Copy the lines below verbatim, from the line containing "mast shown here." through the line containing "xmin=144 ymin=55 xmax=163 ymax=133", both included.

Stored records

<<<<

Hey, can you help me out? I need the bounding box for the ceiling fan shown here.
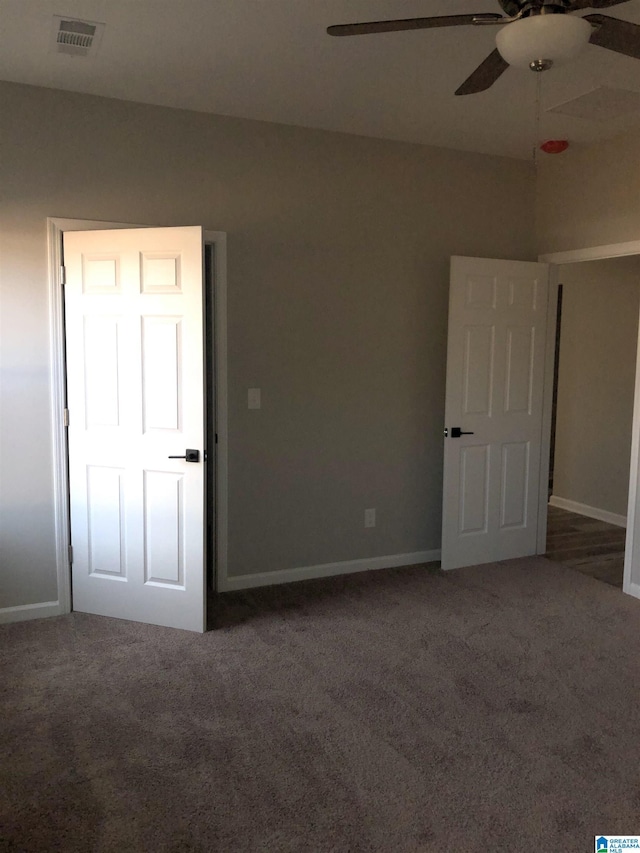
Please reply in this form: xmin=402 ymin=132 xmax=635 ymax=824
xmin=327 ymin=0 xmax=640 ymax=95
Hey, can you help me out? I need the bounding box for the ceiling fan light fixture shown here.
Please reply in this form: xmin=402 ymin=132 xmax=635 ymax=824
xmin=496 ymin=14 xmax=592 ymax=71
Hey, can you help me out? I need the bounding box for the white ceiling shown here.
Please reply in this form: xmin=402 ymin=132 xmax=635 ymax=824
xmin=0 ymin=0 xmax=640 ymax=158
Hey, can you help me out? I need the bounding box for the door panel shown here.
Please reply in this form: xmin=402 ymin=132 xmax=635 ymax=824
xmin=64 ymin=228 xmax=205 ymax=631
xmin=442 ymin=257 xmax=548 ymax=569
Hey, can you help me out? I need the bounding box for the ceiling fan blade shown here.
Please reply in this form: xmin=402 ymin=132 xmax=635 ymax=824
xmin=327 ymin=12 xmax=502 ymax=36
xmin=456 ymin=50 xmax=509 ymax=95
xmin=567 ymin=0 xmax=629 ymax=12
xmin=585 ymin=15 xmax=640 ymax=59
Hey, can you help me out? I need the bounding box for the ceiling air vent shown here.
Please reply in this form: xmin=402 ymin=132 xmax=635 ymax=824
xmin=53 ymin=15 xmax=104 ymax=56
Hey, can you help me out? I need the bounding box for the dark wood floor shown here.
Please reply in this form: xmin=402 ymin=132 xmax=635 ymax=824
xmin=546 ymin=506 xmax=626 ymax=588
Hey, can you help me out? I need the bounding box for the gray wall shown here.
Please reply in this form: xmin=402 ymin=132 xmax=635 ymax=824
xmin=536 ymin=130 xmax=640 ymax=252
xmin=0 ymin=83 xmax=535 ymax=607
xmin=553 ymin=256 xmax=640 ymax=516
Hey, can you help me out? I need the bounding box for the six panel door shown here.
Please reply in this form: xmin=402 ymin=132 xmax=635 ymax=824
xmin=64 ymin=227 xmax=205 ymax=631
xmin=442 ymin=257 xmax=548 ymax=569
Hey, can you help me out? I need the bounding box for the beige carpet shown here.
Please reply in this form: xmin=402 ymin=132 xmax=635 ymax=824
xmin=0 ymin=558 xmax=640 ymax=853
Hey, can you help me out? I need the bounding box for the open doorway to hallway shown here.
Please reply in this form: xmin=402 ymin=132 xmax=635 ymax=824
xmin=546 ymin=256 xmax=640 ymax=588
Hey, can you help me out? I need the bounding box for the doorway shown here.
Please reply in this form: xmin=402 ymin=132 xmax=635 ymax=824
xmin=538 ymin=243 xmax=640 ymax=597
xmin=547 ymin=256 xmax=640 ymax=588
xmin=48 ymin=219 xmax=227 ymax=624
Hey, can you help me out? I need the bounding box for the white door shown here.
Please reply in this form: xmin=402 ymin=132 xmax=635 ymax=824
xmin=64 ymin=227 xmax=206 ymax=631
xmin=442 ymin=257 xmax=549 ymax=569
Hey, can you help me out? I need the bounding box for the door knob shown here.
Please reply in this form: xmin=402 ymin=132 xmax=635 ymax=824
xmin=444 ymin=427 xmax=474 ymax=438
xmin=167 ymin=448 xmax=200 ymax=462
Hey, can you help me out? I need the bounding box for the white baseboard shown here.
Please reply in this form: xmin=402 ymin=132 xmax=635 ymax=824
xmin=0 ymin=601 xmax=64 ymax=625
xmin=549 ymin=495 xmax=627 ymax=527
xmin=218 ymin=551 xmax=440 ymax=592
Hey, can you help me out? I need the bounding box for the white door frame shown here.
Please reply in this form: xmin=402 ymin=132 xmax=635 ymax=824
xmin=47 ymin=217 xmax=228 ymax=614
xmin=538 ymin=240 xmax=640 ymax=598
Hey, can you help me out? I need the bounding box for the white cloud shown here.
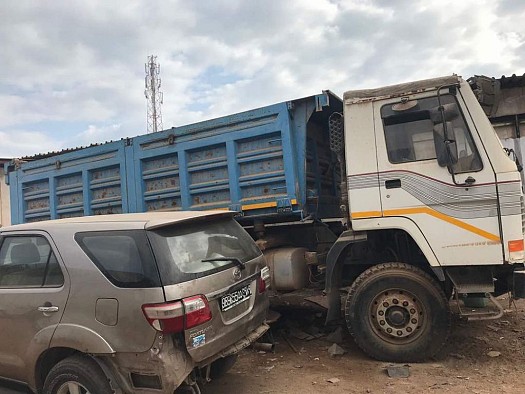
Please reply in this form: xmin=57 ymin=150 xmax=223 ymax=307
xmin=0 ymin=0 xmax=525 ymax=156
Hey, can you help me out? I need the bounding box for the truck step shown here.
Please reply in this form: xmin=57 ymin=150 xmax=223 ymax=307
xmin=454 ymin=292 xmax=504 ymax=321
xmin=446 ymin=267 xmax=494 ymax=294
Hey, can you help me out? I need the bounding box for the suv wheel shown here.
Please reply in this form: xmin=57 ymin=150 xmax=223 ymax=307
xmin=43 ymin=355 xmax=113 ymax=394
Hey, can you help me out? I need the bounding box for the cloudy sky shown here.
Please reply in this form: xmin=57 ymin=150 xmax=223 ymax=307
xmin=0 ymin=0 xmax=525 ymax=158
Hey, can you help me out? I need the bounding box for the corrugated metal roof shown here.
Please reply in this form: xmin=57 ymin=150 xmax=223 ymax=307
xmin=344 ymin=75 xmax=459 ymax=102
xmin=499 ymin=74 xmax=525 ymax=89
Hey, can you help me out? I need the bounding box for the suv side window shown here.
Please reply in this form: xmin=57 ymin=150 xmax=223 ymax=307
xmin=0 ymin=236 xmax=64 ymax=288
xmin=75 ymin=230 xmax=160 ymax=288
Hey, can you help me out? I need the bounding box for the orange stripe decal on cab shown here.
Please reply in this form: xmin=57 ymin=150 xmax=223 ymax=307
xmin=352 ymin=207 xmax=501 ymax=243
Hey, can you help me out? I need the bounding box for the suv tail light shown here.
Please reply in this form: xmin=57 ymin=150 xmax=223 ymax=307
xmin=142 ymin=295 xmax=212 ymax=334
xmin=258 ymin=267 xmax=270 ymax=293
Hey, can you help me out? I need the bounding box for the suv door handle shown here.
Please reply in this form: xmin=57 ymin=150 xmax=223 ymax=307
xmin=38 ymin=306 xmax=58 ymax=313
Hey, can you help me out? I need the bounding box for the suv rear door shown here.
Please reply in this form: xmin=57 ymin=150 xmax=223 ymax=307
xmin=0 ymin=233 xmax=69 ymax=381
xmin=148 ymin=217 xmax=268 ymax=362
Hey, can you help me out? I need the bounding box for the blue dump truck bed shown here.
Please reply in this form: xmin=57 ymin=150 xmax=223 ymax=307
xmin=7 ymin=91 xmax=342 ymax=224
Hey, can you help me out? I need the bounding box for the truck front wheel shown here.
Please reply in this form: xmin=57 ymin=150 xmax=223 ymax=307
xmin=345 ymin=263 xmax=450 ymax=362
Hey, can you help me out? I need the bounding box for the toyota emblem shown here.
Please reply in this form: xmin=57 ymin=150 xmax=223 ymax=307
xmin=233 ymin=268 xmax=242 ymax=280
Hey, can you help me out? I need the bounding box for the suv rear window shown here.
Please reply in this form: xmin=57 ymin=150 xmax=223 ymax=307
xmin=75 ymin=230 xmax=160 ymax=288
xmin=148 ymin=218 xmax=261 ymax=285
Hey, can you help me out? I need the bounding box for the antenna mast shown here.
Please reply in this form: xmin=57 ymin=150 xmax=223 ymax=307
xmin=144 ymin=55 xmax=163 ymax=133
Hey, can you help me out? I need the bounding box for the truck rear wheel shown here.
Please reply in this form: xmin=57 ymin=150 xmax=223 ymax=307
xmin=345 ymin=263 xmax=450 ymax=362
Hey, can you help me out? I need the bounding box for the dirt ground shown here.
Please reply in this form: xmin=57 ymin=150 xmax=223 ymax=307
xmin=203 ymin=299 xmax=525 ymax=394
xmin=4 ymin=299 xmax=525 ymax=394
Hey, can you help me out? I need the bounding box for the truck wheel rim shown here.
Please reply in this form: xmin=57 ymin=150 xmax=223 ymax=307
xmin=57 ymin=382 xmax=90 ymax=394
xmin=369 ymin=289 xmax=428 ymax=344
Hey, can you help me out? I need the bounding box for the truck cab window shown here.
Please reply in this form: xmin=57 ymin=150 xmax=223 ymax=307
xmin=381 ymin=95 xmax=482 ymax=174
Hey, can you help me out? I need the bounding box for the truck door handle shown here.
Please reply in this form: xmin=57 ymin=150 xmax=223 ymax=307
xmin=385 ymin=179 xmax=401 ymax=189
xmin=38 ymin=306 xmax=58 ymax=313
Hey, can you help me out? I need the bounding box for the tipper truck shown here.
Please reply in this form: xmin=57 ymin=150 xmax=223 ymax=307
xmin=7 ymin=75 xmax=525 ymax=362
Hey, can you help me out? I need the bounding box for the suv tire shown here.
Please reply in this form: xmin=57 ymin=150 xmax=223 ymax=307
xmin=43 ymin=355 xmax=113 ymax=394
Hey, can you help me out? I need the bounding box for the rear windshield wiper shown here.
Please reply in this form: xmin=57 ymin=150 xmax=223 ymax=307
xmin=201 ymin=257 xmax=246 ymax=270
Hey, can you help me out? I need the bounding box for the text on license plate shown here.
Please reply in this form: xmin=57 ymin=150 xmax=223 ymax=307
xmin=221 ymin=285 xmax=252 ymax=312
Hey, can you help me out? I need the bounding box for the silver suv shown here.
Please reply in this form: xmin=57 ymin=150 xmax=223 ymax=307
xmin=0 ymin=211 xmax=269 ymax=394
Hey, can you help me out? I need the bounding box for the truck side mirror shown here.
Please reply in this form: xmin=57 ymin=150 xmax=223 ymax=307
xmin=434 ymin=122 xmax=458 ymax=167
xmin=428 ymin=103 xmax=459 ymax=124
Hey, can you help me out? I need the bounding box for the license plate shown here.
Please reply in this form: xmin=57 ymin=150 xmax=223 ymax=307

>>>>

*Solution for this exercise:*
Hey, can you help me out? I need the bounding box for the antenna mast shown here.
Please reply in this form: xmin=57 ymin=150 xmax=223 ymax=307
xmin=144 ymin=55 xmax=163 ymax=133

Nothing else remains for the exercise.